→ INPUT ROWS
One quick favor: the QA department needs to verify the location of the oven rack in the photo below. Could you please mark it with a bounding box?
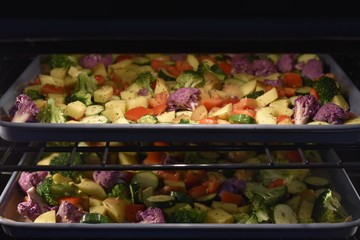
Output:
[0,142,360,172]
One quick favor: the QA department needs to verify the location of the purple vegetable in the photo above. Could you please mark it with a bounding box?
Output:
[251,59,277,76]
[264,77,284,87]
[301,59,324,80]
[93,171,122,189]
[79,54,113,68]
[292,95,320,124]
[167,88,200,111]
[138,88,149,96]
[277,53,296,73]
[56,201,85,223]
[136,208,165,223]
[218,178,246,196]
[17,187,51,221]
[18,171,48,192]
[231,54,253,74]
[314,103,348,124]
[10,94,39,123]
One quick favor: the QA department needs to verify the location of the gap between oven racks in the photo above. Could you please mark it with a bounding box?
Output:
[0,142,360,172]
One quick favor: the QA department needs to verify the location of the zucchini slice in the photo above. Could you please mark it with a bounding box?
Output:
[145,194,175,208]
[273,204,298,224]
[80,213,109,223]
[304,176,330,190]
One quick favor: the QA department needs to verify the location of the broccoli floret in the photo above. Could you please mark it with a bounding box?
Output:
[175,70,205,89]
[135,72,156,95]
[313,76,339,105]
[10,94,39,123]
[24,89,45,101]
[136,207,165,223]
[137,114,157,124]
[37,98,66,123]
[108,183,130,200]
[244,182,288,222]
[49,54,77,68]
[292,95,320,124]
[167,205,206,223]
[314,102,348,124]
[50,152,84,181]
[66,91,92,106]
[36,177,78,206]
[167,88,200,111]
[312,189,340,223]
[74,72,98,94]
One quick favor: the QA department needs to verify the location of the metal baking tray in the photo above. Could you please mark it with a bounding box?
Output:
[0,150,360,239]
[0,54,360,142]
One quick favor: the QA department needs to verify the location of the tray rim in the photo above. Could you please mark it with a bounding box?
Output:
[0,54,360,142]
[0,150,360,238]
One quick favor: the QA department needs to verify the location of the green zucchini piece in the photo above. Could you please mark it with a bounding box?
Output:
[145,194,176,208]
[304,176,330,190]
[158,69,176,81]
[273,204,298,224]
[229,114,256,124]
[80,213,109,223]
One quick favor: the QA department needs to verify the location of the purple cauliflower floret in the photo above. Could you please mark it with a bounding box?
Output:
[277,53,296,73]
[251,59,277,76]
[314,103,348,124]
[17,187,51,221]
[56,201,85,223]
[10,94,39,123]
[79,54,113,68]
[292,95,320,124]
[264,78,284,87]
[231,54,253,74]
[218,178,246,196]
[136,208,165,223]
[138,88,149,96]
[93,171,122,190]
[301,59,324,80]
[18,171,48,192]
[167,88,200,111]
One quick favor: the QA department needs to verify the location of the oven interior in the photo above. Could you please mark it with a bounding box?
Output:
[0,17,360,240]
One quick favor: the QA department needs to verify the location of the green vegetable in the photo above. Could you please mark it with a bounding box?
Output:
[135,72,156,94]
[25,89,45,101]
[312,189,340,223]
[80,213,110,223]
[49,54,77,68]
[74,72,98,94]
[108,183,129,199]
[313,77,339,105]
[37,98,66,123]
[167,205,206,223]
[229,114,256,124]
[50,152,84,182]
[36,177,78,206]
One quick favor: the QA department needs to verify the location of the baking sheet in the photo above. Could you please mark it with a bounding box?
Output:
[0,150,360,239]
[0,54,360,142]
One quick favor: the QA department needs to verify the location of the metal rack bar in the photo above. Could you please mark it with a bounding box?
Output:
[0,142,360,172]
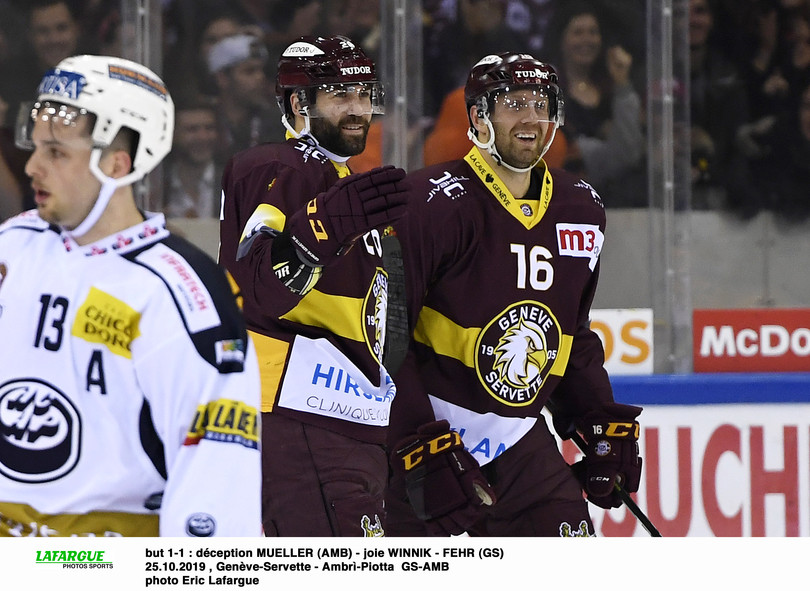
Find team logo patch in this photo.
[475,301,562,406]
[0,379,81,483]
[560,519,593,538]
[363,267,388,363]
[71,287,141,359]
[186,513,217,538]
[360,514,385,538]
[427,171,470,201]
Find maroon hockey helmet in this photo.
[464,52,565,127]
[276,35,384,118]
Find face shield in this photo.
[296,82,385,118]
[467,86,563,172]
[489,88,556,123]
[14,101,106,151]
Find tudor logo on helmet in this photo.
[464,52,564,172]
[276,35,384,137]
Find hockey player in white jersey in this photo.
[0,56,261,537]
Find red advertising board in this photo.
[692,308,810,373]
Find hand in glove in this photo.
[287,166,407,267]
[573,403,642,509]
[391,420,495,536]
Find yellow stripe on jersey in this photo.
[248,330,290,412]
[414,307,481,367]
[239,203,287,243]
[549,334,574,376]
[0,503,159,538]
[281,289,366,343]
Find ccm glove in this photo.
[573,403,642,509]
[391,420,495,536]
[287,166,407,267]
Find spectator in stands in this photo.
[161,97,223,218]
[208,34,284,161]
[689,0,763,218]
[323,0,380,61]
[423,0,526,118]
[737,0,790,120]
[164,2,262,103]
[545,0,647,207]
[754,81,810,223]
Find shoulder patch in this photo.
[124,235,249,373]
[135,242,220,334]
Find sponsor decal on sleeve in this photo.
[183,398,259,449]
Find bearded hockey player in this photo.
[0,55,261,537]
[220,36,405,536]
[386,53,641,536]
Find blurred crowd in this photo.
[0,0,810,222]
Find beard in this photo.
[309,115,370,156]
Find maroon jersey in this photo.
[391,148,613,465]
[220,139,394,443]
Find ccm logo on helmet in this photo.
[340,66,371,76]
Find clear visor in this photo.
[14,101,106,151]
[489,90,555,123]
[310,82,385,117]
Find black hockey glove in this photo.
[391,420,495,536]
[573,402,642,509]
[287,166,407,267]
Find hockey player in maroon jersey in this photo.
[386,53,641,536]
[220,36,405,536]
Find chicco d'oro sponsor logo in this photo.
[36,550,113,569]
[71,287,141,359]
[0,379,81,483]
[183,399,259,449]
[475,301,562,406]
[363,267,388,363]
[186,513,217,538]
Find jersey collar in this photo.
[62,213,169,256]
[464,146,554,229]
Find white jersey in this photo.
[0,211,261,536]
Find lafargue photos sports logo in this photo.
[475,301,562,406]
[36,550,113,569]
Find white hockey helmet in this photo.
[16,55,174,235]
[25,55,174,182]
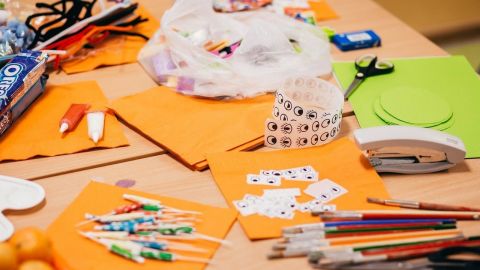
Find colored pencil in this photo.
[367,198,480,212]
[267,234,463,261]
[319,210,480,220]
[311,234,466,256]
[283,219,456,233]
[362,237,480,255]
[318,240,480,266]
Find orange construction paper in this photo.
[111,86,273,169]
[47,182,236,270]
[308,0,338,21]
[62,7,160,74]
[0,81,128,161]
[208,138,391,239]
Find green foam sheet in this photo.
[333,56,480,158]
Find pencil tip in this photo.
[367,197,384,204]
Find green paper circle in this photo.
[380,88,452,125]
[373,98,455,130]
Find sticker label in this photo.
[265,78,344,148]
[303,179,348,203]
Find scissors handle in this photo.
[368,60,395,76]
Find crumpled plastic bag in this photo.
[138,0,331,98]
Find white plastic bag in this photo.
[138,0,331,98]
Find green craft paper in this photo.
[373,98,455,130]
[333,56,480,158]
[380,87,452,125]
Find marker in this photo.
[59,104,90,134]
[87,111,105,144]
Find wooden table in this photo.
[0,0,480,269]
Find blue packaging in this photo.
[332,30,382,51]
[0,51,48,136]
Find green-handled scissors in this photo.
[344,54,394,98]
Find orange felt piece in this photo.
[111,86,273,169]
[62,7,160,74]
[47,182,236,270]
[208,138,391,239]
[0,81,128,160]
[308,0,338,21]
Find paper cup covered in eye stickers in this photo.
[265,77,344,148]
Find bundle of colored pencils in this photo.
[268,207,480,269]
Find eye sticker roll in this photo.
[265,78,344,149]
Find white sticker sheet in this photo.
[265,78,344,148]
[303,179,348,203]
[247,166,318,186]
[233,192,335,219]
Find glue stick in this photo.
[59,104,90,134]
[87,111,105,144]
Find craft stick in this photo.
[195,233,233,247]
[367,198,480,212]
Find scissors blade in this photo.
[343,77,363,99]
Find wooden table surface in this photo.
[0,0,480,269]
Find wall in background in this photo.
[375,0,480,73]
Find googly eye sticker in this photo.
[273,107,280,117]
[280,137,292,148]
[267,122,278,131]
[297,124,308,133]
[266,136,277,145]
[296,138,308,146]
[293,106,303,116]
[260,170,272,176]
[280,124,293,134]
[322,119,330,128]
[283,100,292,111]
[264,77,344,148]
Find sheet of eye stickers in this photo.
[233,166,347,219]
[303,179,347,203]
[265,78,344,148]
[233,192,336,219]
[247,166,318,186]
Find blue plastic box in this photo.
[332,30,382,51]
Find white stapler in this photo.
[353,126,466,174]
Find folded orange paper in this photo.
[308,0,338,21]
[62,7,160,74]
[0,81,128,161]
[208,138,389,239]
[47,182,236,270]
[111,86,273,169]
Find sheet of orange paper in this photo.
[47,182,236,270]
[208,138,391,239]
[62,6,160,74]
[111,86,273,169]
[308,0,338,21]
[0,81,128,160]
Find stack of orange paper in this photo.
[62,7,160,74]
[0,81,128,161]
[308,0,338,21]
[208,138,389,239]
[111,86,273,170]
[47,182,236,270]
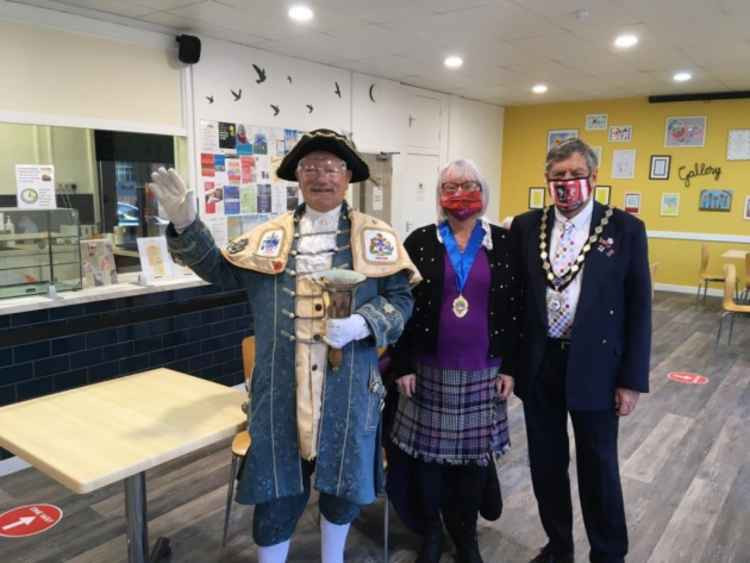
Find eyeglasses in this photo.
[297,160,346,178]
[440,184,482,194]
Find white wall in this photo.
[0,2,503,234]
[0,2,184,134]
[448,96,504,221]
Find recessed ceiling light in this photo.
[615,33,638,49]
[443,55,464,68]
[288,4,314,23]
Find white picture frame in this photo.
[612,149,636,180]
[586,113,607,131]
[607,125,633,143]
[659,193,680,217]
[547,129,578,152]
[623,192,641,215]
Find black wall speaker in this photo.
[177,35,201,64]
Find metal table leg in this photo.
[125,472,172,563]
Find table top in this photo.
[0,368,246,493]
[721,249,750,260]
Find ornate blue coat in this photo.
[167,205,419,504]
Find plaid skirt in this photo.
[391,365,510,465]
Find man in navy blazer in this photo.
[511,139,651,563]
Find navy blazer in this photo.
[511,201,651,410]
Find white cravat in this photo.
[296,205,341,274]
[547,198,594,338]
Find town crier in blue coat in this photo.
[511,139,651,563]
[152,129,421,563]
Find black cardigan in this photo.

→ WORK TO DO
Please pick out every line in the entries above that contains the word "black", and copy each one in full.

→ THE COMPLETED TASK
Find black hockey glove in this photo.
Find black wall speaker in this photo.
Find black cardigan in this photo.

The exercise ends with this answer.